Image location labeling entries:

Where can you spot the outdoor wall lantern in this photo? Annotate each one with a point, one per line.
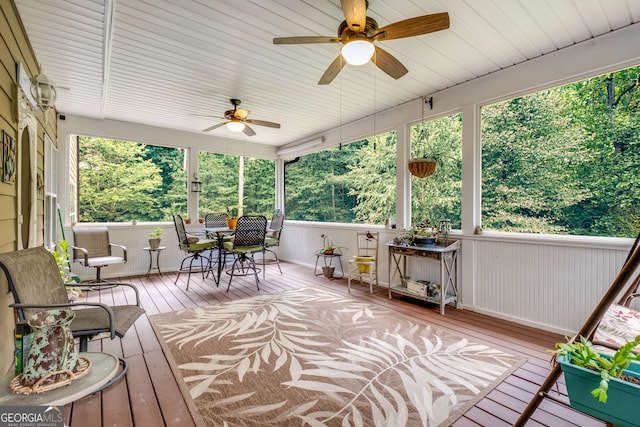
(196, 185)
(44, 91)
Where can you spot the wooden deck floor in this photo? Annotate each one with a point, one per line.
(149, 395)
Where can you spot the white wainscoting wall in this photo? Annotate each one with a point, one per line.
(552, 283)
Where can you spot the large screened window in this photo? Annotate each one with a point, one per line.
(120, 181)
(230, 181)
(355, 182)
(565, 160)
(439, 195)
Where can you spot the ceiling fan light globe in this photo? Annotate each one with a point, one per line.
(235, 126)
(358, 52)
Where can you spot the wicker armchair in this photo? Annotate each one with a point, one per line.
(93, 248)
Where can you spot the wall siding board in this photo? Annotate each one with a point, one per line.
(15, 48)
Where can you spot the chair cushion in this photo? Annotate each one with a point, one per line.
(271, 241)
(619, 325)
(202, 244)
(102, 261)
(91, 321)
(228, 246)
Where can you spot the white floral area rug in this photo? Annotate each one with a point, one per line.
(313, 357)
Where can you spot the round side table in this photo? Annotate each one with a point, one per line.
(151, 251)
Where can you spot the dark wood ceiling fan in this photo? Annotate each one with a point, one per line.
(238, 117)
(357, 26)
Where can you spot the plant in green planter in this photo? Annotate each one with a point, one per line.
(603, 386)
(581, 353)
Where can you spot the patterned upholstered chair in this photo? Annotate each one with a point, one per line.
(93, 248)
(195, 250)
(247, 240)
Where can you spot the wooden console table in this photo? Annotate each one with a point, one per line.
(443, 293)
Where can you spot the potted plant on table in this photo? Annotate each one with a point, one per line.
(155, 237)
(233, 212)
(606, 387)
(328, 249)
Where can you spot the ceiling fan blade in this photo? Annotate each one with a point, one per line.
(332, 71)
(414, 26)
(306, 40)
(263, 123)
(388, 63)
(214, 127)
(248, 131)
(241, 113)
(355, 13)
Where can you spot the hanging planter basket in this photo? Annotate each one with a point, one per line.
(422, 167)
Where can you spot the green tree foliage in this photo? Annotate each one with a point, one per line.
(220, 176)
(351, 183)
(116, 182)
(565, 160)
(259, 187)
(439, 195)
(372, 175)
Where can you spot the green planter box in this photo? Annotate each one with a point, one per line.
(622, 405)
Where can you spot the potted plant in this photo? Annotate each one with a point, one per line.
(328, 248)
(154, 238)
(423, 235)
(606, 387)
(62, 260)
(233, 212)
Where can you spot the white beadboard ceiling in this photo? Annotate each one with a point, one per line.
(167, 62)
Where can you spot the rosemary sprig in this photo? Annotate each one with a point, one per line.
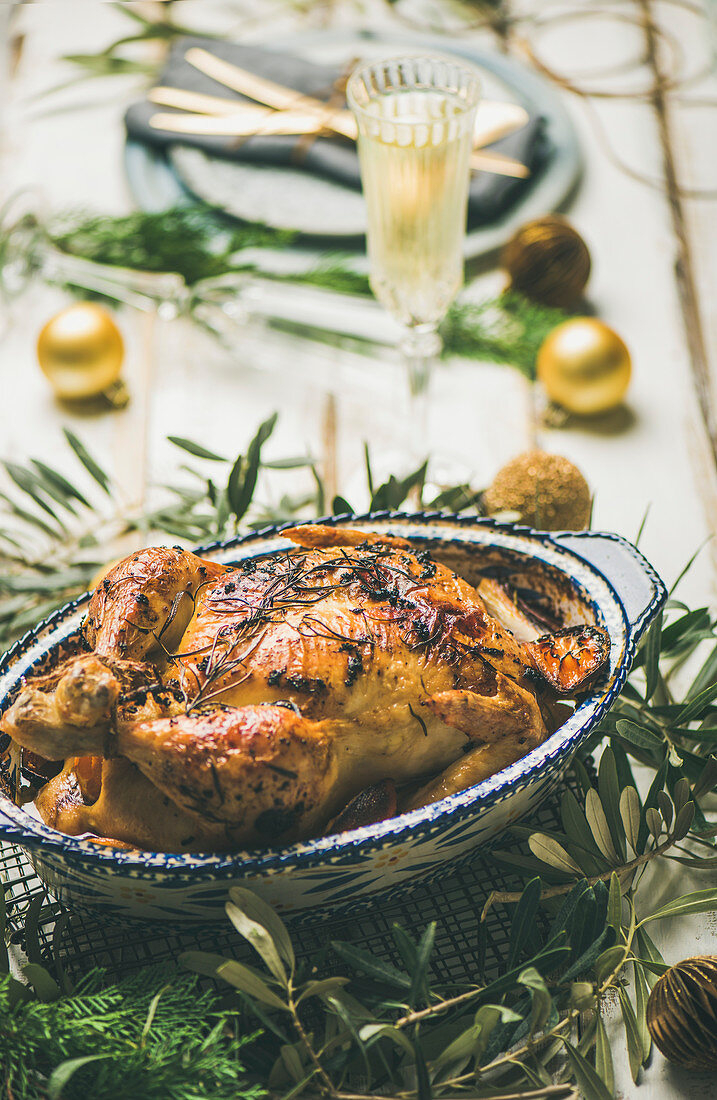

What is needed
Starting at the line that contains "Where can you spot the hanging" and continuing through the end of the records, rewrite every line, including each request. Multiply each point coordinate in the answers by 1.05 and round to the nearest whole number (halves go up). Omit the pictures.

Solved exercise
Where can you spot the hanging planter basket in this photo? Annotate each one with a point, one per line.
(443, 175)
Where can you spot the green tree foliage in this photo? Annotate each one with a point, one per line.
(231, 185)
(369, 192)
(122, 191)
(593, 168)
(272, 196)
(461, 205)
(391, 184)
Where can you spot the green planter box in this photo? Annotate each one with a point, one per line.
(653, 425)
Where can you spot the potted plant in this photo? Annotate each one with a point, one per line.
(344, 260)
(162, 250)
(444, 247)
(636, 406)
(65, 273)
(245, 223)
Where can you spot the white beadboard ceiling in this photo? Annotate each one with a point, one per line.
(175, 65)
Where can you spot the rosemary sprig in this photo? Annotate each one with a point, one per line.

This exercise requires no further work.